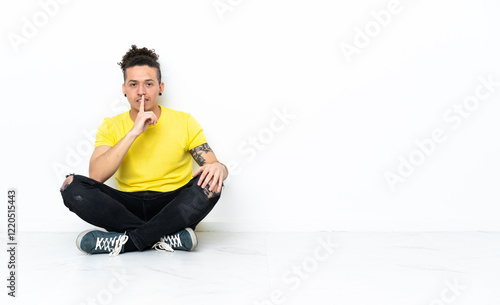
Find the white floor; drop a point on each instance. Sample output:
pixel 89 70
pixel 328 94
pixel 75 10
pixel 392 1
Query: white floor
pixel 267 268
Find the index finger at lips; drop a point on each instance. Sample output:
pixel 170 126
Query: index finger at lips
pixel 141 104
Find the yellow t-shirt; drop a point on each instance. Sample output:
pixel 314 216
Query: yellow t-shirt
pixel 159 159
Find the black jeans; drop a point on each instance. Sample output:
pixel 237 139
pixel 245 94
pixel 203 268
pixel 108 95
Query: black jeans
pixel 145 216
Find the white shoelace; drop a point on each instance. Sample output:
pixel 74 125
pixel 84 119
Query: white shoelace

- - - - - - -

== WHAT YOU NEED TO DO ==
Copy the whole listing above word for word, line by line, but leave out the pictures.

== THE RESULT ==
Find the white floor; drop a point on each instance. Sample output:
pixel 89 70
pixel 328 94
pixel 75 10
pixel 392 1
Query: white floor
pixel 267 268
Find the index finger at lips; drop a point on each instance. Sample output:
pixel 170 126
Query: index finger at lips
pixel 141 104
Find the yellow t-shirt; drop a point on each instance. Sample output:
pixel 314 216
Query: yellow t-shirt
pixel 159 159
Find the black jeans; drop a point on each instance. Sample output:
pixel 237 139
pixel 245 94
pixel 203 268
pixel 108 95
Query: black jeans
pixel 145 216
Find the white shoelace; drop a point on each instance. Sample output:
pixel 74 125
pixel 84 119
Query: white shoelace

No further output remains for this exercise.